*** Begin section ***
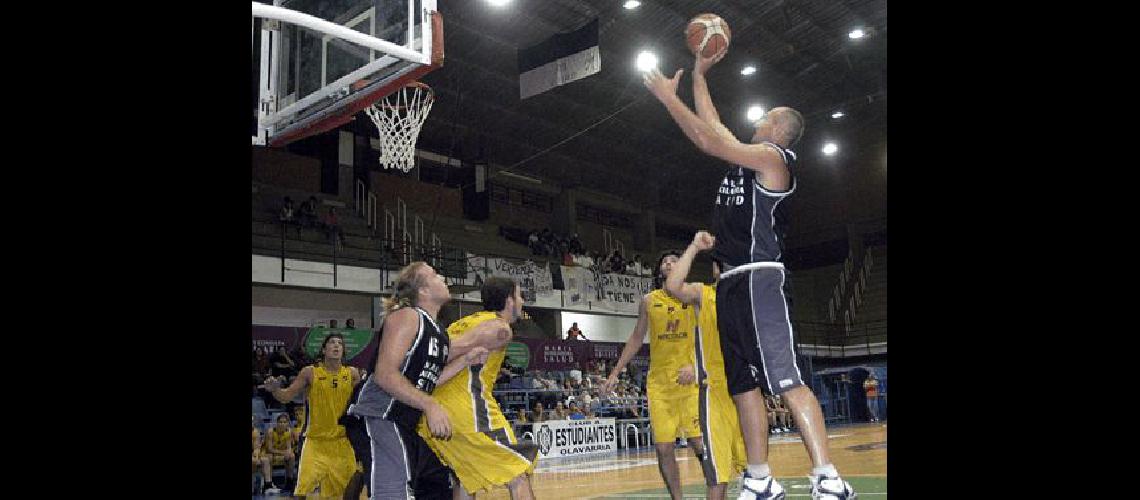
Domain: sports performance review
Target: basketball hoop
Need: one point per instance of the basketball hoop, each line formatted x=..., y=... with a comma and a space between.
x=399, y=116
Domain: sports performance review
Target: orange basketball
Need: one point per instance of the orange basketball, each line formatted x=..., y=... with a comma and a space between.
x=707, y=33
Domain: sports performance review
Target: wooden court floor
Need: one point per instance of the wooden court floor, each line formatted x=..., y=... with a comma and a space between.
x=858, y=451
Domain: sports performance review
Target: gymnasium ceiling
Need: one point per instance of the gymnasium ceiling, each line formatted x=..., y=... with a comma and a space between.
x=804, y=58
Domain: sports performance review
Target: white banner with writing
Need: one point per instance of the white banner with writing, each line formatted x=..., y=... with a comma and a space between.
x=575, y=437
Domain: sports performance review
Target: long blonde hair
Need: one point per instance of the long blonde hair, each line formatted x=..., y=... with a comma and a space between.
x=407, y=287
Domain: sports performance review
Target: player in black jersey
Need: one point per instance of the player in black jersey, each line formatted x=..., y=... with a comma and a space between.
x=751, y=301
x=415, y=357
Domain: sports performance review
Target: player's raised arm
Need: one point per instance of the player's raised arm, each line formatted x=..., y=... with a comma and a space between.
x=636, y=338
x=689, y=293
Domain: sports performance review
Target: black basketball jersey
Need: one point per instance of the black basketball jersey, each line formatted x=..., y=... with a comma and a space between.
x=744, y=219
x=421, y=366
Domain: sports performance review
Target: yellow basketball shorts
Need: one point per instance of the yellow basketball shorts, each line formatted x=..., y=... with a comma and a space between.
x=482, y=460
x=724, y=444
x=673, y=415
x=326, y=462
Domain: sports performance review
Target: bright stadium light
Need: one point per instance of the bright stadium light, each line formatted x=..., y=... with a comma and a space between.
x=646, y=60
x=755, y=113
*** End section ***
**Your goal**
A single number is the answer here: how many lines above carry the string "Target"?

**Exercise output**
11